Transcribe the records in full, keeping every character as it is.

Named object pointing entries:
———

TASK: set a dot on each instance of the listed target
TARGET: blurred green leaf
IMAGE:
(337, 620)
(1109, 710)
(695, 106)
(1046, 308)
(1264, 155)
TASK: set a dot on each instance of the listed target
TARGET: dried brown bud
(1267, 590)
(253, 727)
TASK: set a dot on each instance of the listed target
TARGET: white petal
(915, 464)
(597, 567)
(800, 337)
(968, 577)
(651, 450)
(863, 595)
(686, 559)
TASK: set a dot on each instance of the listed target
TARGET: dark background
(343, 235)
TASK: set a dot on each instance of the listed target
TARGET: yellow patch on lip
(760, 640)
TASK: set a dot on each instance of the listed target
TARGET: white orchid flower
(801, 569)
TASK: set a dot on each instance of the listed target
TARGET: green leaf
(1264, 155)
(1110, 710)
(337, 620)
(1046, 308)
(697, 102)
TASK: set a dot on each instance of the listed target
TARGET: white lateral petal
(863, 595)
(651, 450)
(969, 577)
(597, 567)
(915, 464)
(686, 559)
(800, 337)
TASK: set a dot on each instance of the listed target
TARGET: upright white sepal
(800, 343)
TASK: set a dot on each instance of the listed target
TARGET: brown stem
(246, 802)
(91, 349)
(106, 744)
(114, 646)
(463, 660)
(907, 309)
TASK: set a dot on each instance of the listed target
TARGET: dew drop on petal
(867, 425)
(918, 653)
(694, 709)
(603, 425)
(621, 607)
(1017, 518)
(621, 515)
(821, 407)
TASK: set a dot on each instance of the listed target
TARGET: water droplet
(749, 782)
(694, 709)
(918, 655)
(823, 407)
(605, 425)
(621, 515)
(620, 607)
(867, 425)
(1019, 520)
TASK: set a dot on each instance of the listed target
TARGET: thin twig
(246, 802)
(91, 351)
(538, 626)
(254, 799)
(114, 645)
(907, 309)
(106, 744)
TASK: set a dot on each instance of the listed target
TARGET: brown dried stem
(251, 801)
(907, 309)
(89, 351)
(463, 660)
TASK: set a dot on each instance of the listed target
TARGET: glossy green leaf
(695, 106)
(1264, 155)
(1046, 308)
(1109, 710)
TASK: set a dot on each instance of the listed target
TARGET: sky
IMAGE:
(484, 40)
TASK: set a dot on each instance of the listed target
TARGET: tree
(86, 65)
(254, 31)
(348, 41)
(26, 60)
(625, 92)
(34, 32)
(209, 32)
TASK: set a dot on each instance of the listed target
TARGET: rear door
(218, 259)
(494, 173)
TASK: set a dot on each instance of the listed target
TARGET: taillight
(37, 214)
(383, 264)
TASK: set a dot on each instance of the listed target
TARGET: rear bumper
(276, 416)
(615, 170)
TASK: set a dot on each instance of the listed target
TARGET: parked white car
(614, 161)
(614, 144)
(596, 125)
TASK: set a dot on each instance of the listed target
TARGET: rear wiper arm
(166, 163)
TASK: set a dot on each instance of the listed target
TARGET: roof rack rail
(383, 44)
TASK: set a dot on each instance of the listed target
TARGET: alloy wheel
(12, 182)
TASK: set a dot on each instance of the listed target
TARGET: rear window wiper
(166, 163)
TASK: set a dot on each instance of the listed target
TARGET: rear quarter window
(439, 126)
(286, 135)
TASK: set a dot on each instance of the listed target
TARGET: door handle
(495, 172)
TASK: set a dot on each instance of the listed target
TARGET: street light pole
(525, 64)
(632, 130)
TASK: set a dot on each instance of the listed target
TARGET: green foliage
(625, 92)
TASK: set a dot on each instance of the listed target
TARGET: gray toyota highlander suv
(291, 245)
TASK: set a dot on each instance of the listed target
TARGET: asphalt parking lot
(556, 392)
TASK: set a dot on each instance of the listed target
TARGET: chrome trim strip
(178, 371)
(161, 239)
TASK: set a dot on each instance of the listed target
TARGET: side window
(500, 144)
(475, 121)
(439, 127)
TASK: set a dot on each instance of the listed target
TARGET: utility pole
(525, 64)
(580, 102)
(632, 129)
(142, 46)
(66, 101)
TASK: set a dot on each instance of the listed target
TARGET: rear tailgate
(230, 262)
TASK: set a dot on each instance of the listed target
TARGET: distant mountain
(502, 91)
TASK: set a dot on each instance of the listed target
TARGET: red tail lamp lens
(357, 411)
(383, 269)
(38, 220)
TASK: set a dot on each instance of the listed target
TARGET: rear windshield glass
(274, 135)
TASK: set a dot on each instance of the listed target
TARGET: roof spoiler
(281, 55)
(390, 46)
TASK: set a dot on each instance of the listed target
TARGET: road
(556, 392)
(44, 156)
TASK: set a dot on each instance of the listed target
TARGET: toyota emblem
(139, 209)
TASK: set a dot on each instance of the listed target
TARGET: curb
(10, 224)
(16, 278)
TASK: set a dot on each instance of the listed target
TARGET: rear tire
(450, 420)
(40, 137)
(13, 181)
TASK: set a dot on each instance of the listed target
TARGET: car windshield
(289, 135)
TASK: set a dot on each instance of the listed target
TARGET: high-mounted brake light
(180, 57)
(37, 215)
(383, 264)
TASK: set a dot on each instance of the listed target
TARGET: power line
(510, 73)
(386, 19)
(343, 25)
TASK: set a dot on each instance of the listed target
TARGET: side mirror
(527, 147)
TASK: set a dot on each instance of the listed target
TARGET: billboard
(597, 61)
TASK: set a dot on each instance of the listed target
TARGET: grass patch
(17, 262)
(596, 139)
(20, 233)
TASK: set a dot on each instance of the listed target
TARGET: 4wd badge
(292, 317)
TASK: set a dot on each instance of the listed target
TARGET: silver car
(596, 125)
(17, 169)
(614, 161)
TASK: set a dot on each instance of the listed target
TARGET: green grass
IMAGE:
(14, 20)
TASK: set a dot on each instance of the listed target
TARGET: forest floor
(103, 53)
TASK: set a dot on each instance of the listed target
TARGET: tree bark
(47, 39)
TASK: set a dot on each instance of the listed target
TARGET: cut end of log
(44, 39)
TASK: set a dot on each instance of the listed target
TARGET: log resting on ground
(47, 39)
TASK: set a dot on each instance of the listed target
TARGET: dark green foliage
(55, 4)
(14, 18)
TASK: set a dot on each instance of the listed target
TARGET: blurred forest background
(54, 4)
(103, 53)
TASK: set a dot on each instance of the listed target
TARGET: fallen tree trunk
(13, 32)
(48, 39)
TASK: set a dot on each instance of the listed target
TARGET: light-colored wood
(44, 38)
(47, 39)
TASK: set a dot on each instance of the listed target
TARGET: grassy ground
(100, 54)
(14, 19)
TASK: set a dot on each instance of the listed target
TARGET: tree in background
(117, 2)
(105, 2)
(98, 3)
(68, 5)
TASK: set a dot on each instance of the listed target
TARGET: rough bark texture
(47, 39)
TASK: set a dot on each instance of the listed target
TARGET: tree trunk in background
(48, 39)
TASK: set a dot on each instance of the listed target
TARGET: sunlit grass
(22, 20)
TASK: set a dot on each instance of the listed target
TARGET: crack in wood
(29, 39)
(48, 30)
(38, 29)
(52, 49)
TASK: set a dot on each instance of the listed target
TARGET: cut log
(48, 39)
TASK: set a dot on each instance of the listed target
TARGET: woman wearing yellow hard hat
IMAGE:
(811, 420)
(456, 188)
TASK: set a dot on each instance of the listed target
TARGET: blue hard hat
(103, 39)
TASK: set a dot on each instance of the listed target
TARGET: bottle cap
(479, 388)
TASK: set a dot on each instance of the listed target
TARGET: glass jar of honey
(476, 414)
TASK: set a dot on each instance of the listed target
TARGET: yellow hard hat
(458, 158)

———

THE SOLUTION:
TASK: set a dot on each instance of the listed target
TARGET: blurred green leaf
IMAGE:
(337, 620)
(1109, 710)
(695, 106)
(1046, 308)
(1264, 155)
TASK: set a dot on each instance of the listed target
TARGET: dried brown bud
(1267, 590)
(253, 727)
TASK: set a dot on each instance of the listed target
TARGET: white petal
(915, 464)
(597, 567)
(800, 337)
(968, 577)
(651, 450)
(863, 595)
(686, 559)
TASK: set a dot on each instance of the listed target
TARGET: dark background
(343, 235)
TASK: set a dot on each instance of the listed target
TARGET: yellow patch on lip
(760, 640)
TASK: set a dot on each instance of the listed target
TARGET: white orchid flower
(801, 569)
TASK: set a dot on each instance of the listed target
TARGET: green leaf
(1264, 155)
(1110, 710)
(337, 620)
(1046, 308)
(697, 102)
TASK: set a dot on each instance of the listed target
TARGET: white lateral petal
(863, 595)
(651, 450)
(969, 577)
(597, 567)
(915, 464)
(686, 559)
(800, 337)
TASK: set a dot on each instance of the listed target
TARGET: upright white sepal
(800, 343)
TASK: set a dot on each instance of the listed target
TARGET: brown stem
(246, 802)
(91, 349)
(106, 744)
(114, 646)
(463, 660)
(907, 309)
TASK: set a dot on each instance of the listed target
TARGET: dew drop on petal
(867, 425)
(918, 653)
(694, 709)
(603, 425)
(621, 607)
(1017, 518)
(621, 515)
(821, 407)
TASK: set a dot on each instance of the listed target
TARGET: water droplet
(749, 782)
(694, 709)
(918, 655)
(823, 407)
(605, 425)
(621, 515)
(620, 607)
(867, 425)
(1019, 520)
TASK: set a dot on each instance of the listed target
TARGET: thin twig
(246, 802)
(91, 351)
(538, 626)
(254, 799)
(114, 645)
(907, 309)
(106, 744)
TASK: set a dot on each instance of the listed target
TARGET: brown dried stem
(251, 801)
(907, 309)
(89, 351)
(463, 660)
TASK: set a dot on each instance of the listed target
TARGET: glossy green leaf
(695, 106)
(1264, 155)
(1046, 308)
(1109, 710)
TASK: set a dot on each instance of the listed target
TARGET: sky
IMAGE:
(484, 40)
TASK: set a dot on each instance of the listed target
TARGET: tree
(86, 65)
(254, 31)
(348, 41)
(26, 60)
(625, 92)
(34, 32)
(209, 32)
TASK: set a dot on each instance of the listed target
TARGET: rear door
(218, 259)
(494, 173)
TASK: set a dot on each instance of the listed target
TARGET: taillight
(37, 214)
(383, 264)
TASK: set a dot on each instance of the listed target
TARGET: rear bumper
(276, 416)
(615, 170)
TASK: set a dot on each instance of the listed target
TARGET: parked white car
(614, 161)
(614, 144)
(596, 125)
TASK: set a dot on each instance of the listed target
TARGET: rear wiper arm
(166, 163)
TASK: set a dot on each instance of the listed target
TARGET: roof rack rail
(383, 44)
TASK: set a dot on each instance of the listed target
TARGET: alloy wheel
(12, 182)
TASK: set a dot on each instance of the listed target
TARGET: rear window wiper
(166, 163)
TASK: set a dot on each instance of the listed target
TARGET: rear quarter window
(439, 126)
(286, 135)
TASK: set a dot on each instance of the listed target
TARGET: door handle
(495, 172)
TASK: set a dot on each instance of the listed target
TARGET: street light pole
(525, 64)
(632, 130)
TASK: set a dot on each instance of the listed target
TARGET: green foliage
(625, 92)
TASK: set a dot on each instance of the listed target
TARGET: gray toyota highlander suv
(291, 245)
TASK: set a dot on each instance of the listed target
TARGET: asphalt parking lot
(556, 392)
TASK: set a dot on each instance of the listed target
TARGET: chrome trim strip
(178, 371)
(161, 239)
TASK: set a dot on each instance of the listed target
TARGET: side window
(500, 144)
(475, 121)
(439, 127)
TASK: set a dot on each instance of the listed target
TARGET: utility pole
(525, 64)
(580, 102)
(632, 129)
(142, 46)
(66, 101)
TASK: set a dot on each instance of the listed target
TARGET: rear tailgate
(230, 262)
TASK: set a dot on each instance of the listed target
TARGET: distant mountain
(502, 91)
TASK: set a dot on each instance of the listed target
TARGET: red tail lamp lens
(357, 411)
(383, 269)
(38, 220)
TASK: set a dot on each instance of the listed target
TARGET: rear windshield glass
(274, 135)
TASK: set a dot on each instance of the listed target
TARGET: roof spoiler
(281, 55)
(390, 46)
TASK: set a dot on each instance of the listed target
TARGET: road
(556, 392)
(44, 156)
TASK: set a dot on each instance of the listed target
TARGET: toyota emblem
(139, 209)
TASK: set a dot on each instance of the listed target
TARGET: curb
(10, 224)
(16, 278)
TASK: set a dot on each instance of the listed target
TARGET: rear tire
(450, 420)
(40, 137)
(13, 181)
TASK: set a dot on each instance of the listed target
TARGET: car windshield
(289, 135)
TASK: set a dot on each instance of the listed target
TARGET: high-mounted brake light
(180, 57)
(37, 215)
(383, 264)
TASK: set a dot on each instance of the listed target
TARGET: power line
(510, 73)
(386, 19)
(343, 25)
TASK: set a dot on each instance of the listed target
TARGET: side mirror
(527, 147)
TASK: set a dot on each instance of the listed target
TARGET: billboard
(597, 61)
TASK: set a dot on each instance of the listed target
TARGET: grass patch
(17, 262)
(596, 139)
(20, 233)
TASK: set a dot on each instance of the listed target
TARGET: 4wd badge
(292, 317)
TASK: set a dot on each instance of the listed target
TARGET: silver car
(596, 125)
(17, 169)
(614, 161)
TASK: set a dot on each instance of the listed target
TARGET: green grass
IMAGE:
(14, 20)
TASK: set a dot on each instance of the listed target
TARGET: forest floor
(103, 53)
TASK: set a dot on each instance of the listed target
TARGET: tree bark
(47, 39)
TASK: set a dot on each instance of the listed target
TARGET: cut end of log
(44, 39)
TASK: set a dot on each instance of the listed target
TARGET: log resting on ground
(47, 39)
TASK: set a dot on each instance of the listed target
TARGET: dark green foliage
(55, 4)
(14, 18)
TASK: set a dot on each instance of the listed target
TARGET: blurred forest background
(54, 4)
(103, 53)
TASK: set a dot on each instance of the listed target
TARGET: fallen tree trunk
(13, 32)
(48, 39)
TASK: set a dot on each instance of the listed target
TARGET: light-colored wood
(44, 38)
(47, 39)
TASK: set a dot on each instance of the listed target
TARGET: grassy ground
(100, 54)
(14, 19)
TASK: set a dot on each instance of the listed target
TARGET: tree in background
(117, 2)
(105, 2)
(98, 3)
(68, 5)
TASK: set a dot on each instance of the listed target
TARGET: rough bark texture
(47, 39)
TASK: set a dot on each instance of the listed target
TARGET: tree trunk in background
(48, 39)
TASK: set a dot on each instance of the listed target
TARGET: sunlit grass
(22, 20)
TASK: set a dot on each instance of the listed target
TARGET: crack in wood
(29, 39)
(48, 30)
(38, 29)
(52, 49)
TASK: set a dot on each instance of the listed target
TARGET: cut log
(48, 39)
TASK: set a dot on each instance of the listed target
TARGET: woman wearing yellow hard hat
IMAGE:
(811, 420)
(456, 188)
TASK: set a dot on each instance of the listed target
TARGET: blue hard hat
(103, 39)
TASK: set a dot on each instance of the listed target
TARGET: bottle cap
(479, 388)
TASK: set a dot on each instance of the listed target
TARGET: glass jar of honey
(476, 414)
TASK: set a dot on each instance of the listed target
TARGET: yellow hard hat
(458, 158)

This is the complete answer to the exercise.